* **Passage to read**
----------------

You assume that car tires are heavier because they are better made. But using stronger material does not necessarily mean a heavier tire.

I just weighed the tires in our shop. Here is what I got.

OEM Kenda 255/50/15 - 21.5 lbs.
General Altimax 215/60/15 - 20.0 lbs.

OEM Kenda 165/55/15 - 16.0 lbs.
Vredestein 165/60/15 - 13.5 lbs.

I'm surprised by the 2.5# difference on the front tires.
 
What's the point of this discussion?:banghead: We choose the products we like for whatever reasons. If Kendas light your fire, enjoy. But why try to convince the rest of us to agree with whatever 'logic' :rolleyes: you dream up.

Personally, I switched out the Kendas very soon after finding they didn't handle well with my style of riding. You do you and please stop 'selling'. :pray:
 
Pretty sure kenda designed the tire by brp specs and needs. Thats why you can't find a specific replacement.kenda QC is another conversation.
 
Just weighed a new set of Kanines I have waiting to be fitted to wife's bike for everyone's info. Fronts are 13.9lb each rear 21.6lb. So same amount of material as a car tyre. No skimping there then.

----------------

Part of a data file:
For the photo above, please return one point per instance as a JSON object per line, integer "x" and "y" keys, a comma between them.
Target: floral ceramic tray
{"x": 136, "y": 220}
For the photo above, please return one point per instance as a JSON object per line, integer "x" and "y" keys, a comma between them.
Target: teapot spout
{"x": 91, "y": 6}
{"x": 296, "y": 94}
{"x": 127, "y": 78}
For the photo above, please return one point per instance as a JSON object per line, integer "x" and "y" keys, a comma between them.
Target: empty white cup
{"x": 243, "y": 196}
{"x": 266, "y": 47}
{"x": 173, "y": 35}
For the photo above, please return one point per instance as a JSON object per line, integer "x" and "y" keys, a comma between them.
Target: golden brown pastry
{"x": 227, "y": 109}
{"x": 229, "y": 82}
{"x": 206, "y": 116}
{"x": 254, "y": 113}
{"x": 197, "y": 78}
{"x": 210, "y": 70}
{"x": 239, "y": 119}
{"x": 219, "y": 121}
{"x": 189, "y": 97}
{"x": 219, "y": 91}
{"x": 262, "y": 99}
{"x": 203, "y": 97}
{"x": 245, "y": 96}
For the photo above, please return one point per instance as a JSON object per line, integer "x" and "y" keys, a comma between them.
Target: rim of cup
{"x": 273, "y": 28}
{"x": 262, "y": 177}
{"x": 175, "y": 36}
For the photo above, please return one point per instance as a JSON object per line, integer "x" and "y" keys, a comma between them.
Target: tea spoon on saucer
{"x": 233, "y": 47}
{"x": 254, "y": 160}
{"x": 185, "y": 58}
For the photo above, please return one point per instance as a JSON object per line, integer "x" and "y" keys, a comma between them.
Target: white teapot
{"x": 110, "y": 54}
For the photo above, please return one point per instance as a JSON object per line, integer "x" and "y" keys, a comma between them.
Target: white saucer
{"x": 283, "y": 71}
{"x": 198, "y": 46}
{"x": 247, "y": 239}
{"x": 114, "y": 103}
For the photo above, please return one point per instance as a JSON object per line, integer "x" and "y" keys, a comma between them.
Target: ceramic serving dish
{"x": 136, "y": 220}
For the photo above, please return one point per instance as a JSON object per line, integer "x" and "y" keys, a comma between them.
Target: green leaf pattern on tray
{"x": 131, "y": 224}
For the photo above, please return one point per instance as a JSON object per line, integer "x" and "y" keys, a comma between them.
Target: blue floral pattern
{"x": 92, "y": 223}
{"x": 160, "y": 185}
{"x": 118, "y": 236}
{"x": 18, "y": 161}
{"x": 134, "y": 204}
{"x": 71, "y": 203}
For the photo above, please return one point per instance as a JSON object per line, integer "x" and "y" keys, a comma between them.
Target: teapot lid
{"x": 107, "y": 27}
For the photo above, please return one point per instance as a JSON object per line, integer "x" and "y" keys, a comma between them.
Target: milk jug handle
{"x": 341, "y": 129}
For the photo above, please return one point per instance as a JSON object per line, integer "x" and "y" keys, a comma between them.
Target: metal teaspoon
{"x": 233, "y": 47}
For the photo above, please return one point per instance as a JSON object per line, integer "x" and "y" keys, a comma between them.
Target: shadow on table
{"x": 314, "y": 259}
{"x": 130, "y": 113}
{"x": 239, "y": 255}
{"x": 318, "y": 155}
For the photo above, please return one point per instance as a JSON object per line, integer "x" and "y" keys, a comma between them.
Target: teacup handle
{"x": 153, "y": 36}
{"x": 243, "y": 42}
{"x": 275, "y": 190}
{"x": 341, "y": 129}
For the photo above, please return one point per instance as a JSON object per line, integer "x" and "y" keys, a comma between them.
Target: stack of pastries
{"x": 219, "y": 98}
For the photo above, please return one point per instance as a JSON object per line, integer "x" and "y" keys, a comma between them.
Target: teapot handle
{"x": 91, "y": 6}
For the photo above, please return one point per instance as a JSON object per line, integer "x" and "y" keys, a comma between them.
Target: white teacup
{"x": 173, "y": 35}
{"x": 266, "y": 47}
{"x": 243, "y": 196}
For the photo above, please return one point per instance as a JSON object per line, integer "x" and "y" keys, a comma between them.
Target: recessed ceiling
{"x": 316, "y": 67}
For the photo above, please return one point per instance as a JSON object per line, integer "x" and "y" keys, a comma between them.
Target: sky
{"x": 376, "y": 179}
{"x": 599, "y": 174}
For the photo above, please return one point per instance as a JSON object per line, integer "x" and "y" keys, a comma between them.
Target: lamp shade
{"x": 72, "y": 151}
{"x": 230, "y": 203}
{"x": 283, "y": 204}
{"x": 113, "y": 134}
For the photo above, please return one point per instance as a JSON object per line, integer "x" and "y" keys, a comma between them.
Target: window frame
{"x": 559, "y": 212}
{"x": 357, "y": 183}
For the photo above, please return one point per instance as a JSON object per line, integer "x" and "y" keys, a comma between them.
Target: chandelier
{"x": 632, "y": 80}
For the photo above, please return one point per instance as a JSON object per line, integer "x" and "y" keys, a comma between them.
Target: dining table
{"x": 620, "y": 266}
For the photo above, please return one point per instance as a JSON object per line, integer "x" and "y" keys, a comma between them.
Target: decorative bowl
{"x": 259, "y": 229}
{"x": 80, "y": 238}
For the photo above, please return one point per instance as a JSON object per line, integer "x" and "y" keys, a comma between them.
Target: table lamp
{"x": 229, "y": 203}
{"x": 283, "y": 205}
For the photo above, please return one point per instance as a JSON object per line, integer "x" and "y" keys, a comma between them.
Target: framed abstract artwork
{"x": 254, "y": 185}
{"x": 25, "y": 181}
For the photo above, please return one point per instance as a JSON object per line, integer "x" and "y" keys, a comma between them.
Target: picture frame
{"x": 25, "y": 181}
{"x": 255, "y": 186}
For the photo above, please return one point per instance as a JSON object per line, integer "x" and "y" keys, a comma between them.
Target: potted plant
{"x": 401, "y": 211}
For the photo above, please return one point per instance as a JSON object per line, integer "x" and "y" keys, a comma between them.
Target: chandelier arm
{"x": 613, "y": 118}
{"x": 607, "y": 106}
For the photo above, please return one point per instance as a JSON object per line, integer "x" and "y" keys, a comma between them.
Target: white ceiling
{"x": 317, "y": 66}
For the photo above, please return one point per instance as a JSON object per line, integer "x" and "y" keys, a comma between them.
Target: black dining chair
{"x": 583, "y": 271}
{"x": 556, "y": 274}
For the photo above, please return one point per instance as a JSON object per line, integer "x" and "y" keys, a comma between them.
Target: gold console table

----------------

* **Set task A**
In the tire weight discussion, how much did the Vredestein 165/60/15 weigh?
* **Set task B**
Write the next part of the tire weight discussion, picking up after its final post.

* **Answer A**
13.5 lbs.

* **Answer B**
Reason I'm sticking to my guns on this is yeah, sure, we get a few complaints here about the Kendas, I get that, but for every complaint there must be thousands of happy campers with no gripes. I get the quality control might have been hit and miss and may still be, but if you get a bad one take it back and ask for another, same as with anything.
But I'll die if I use them.... Compare the odds to eating bacon. :dontknow:
My experience with the stock Kendas has been nothing but positive with dry grip and braking (my favorite part about them) awesome - Something I found that was severely lacking with a rear car tyre that was recommended by Australian riders and I put that down to the overly hard compound that simply doesn't suit Spyders. Don't believe everything you read is the lesson there.
I don't know what the UTQG rating is for Kendas but it would be an interesting comparison to car tyres that are being used.
As for the actual materials used in the Kendas v car tyres show me the side by side comparison or it's just guessing it's different.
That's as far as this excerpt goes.